R v Monington [2018] EWCA Crim 2016

The judgment, available here, was handed down by Holgate J on 05.09.18.

The issue in this appeal was whether the sentencing judge had misapplied the Definitive Guideline: Causing Death by Driving in categorising the appellant’s case as one which fell within the top category of carelessness. The appeal was dismissed; the judge had not erred but was right to classify the appellant’s conduct as being of the highest level of carelessness.

 

R v Seccombe [2018] EWCA Crim 2017

The judgment, available here, was handed down by Holgate J on 04.09.18.

The issue in this appeal was whether, for an offence of conspiracy to pervert the course of justice, the sentencing judge (a) had erred in concluding that the custody threshold had been passed in respect of the appellant’s case; and, in any event, (b) had imposed a manifestly excessive sentence. The appeal was allowed to a limited extent: the judge had erred in taking the wrong starting point in the appellant’s case and she had failed to consider aggravating features regarding the appellant’s co-offenders.

 

R v Thompson [2018] EWCA Crim 2082

The judgment, available here, was handed down by Lord Burnett of Maldon CJ on 26.09.18.

THE TASKS =
(A) According to the case summaries, who handed down the judgment in R v Thompson?
(B) Extend the case summaries past their final sentence.
These records have nothing to do with the case summaries.

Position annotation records
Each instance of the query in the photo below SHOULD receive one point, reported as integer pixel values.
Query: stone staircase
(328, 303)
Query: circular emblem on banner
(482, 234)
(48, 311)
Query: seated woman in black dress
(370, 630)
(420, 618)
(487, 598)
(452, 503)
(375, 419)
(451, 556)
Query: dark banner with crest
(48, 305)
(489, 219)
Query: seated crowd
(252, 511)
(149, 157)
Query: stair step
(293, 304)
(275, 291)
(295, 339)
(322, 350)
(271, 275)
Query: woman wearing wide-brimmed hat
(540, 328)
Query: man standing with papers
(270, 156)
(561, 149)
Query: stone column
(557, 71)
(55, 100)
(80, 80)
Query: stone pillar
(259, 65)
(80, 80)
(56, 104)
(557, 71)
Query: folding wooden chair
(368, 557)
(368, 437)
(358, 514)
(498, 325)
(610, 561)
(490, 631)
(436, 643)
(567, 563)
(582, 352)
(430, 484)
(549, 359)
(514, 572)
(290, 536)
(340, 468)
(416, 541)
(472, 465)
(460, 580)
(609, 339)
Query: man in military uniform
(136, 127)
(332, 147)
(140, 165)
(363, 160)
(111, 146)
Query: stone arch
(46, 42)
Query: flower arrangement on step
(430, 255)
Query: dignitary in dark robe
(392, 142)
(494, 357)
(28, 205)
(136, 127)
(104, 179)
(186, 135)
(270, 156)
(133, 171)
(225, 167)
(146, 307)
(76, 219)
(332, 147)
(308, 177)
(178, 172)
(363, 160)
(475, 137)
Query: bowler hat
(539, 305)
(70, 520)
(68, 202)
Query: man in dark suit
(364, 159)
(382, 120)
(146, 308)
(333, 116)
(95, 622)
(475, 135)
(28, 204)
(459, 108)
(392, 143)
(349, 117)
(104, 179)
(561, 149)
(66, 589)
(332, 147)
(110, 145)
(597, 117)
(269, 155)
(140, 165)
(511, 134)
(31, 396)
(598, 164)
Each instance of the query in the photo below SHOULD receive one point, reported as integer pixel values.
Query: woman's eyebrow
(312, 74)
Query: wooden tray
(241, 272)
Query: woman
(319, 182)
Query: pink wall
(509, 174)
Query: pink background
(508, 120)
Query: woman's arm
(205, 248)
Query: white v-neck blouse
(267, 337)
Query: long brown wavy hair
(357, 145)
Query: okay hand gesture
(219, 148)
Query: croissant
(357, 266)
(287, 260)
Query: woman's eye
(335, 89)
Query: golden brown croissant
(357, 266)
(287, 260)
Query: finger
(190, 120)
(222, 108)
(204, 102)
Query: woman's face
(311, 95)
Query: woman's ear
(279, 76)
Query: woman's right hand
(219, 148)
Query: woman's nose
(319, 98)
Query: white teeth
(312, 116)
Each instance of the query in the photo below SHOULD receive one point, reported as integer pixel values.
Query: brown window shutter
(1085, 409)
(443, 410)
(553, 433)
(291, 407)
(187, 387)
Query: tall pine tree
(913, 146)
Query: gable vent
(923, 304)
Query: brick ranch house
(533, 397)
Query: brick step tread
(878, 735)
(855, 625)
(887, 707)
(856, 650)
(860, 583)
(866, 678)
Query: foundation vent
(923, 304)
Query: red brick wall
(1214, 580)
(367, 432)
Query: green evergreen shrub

RESPONSES BY TASK =
(A) Lord Burnett of Maldon CJ.

(B)
The appellant was convicted of two conspiracies at two separate trials, his latter conviction being the result of a retrial. He sought to appeal against both convictions; in respect of the first, on the grounds that the judge was wrong to admit evidence of his previous conviction under the bad character provisions of the Criminal Justice Act 2003; in respect of the second conviction, the appellant argued that the judge was wrong, after the prosecution had changed their case mid-way through the trial, not to accede to his submission of no case to answer. Only the appeal against his latter conviction was allowed.

 

R v Gray [2018] EWCA Crim 2083

The judgment, available here, was handed down by Thirwall LJ on 27.09.18.

This was an appeal against conviction on two grounds; the first criticised the trial judge’s failure to accede to a submission of no case to answer as the prosecution case was based on inadequate identification evidence; the second was that, if the evidence was admissible, the judge failed to deal with it adequately in the summing up. The appeal was dismissed: the evidence was admissible and even though the judge’s directions could have been clearer, the conviction was not unsafe.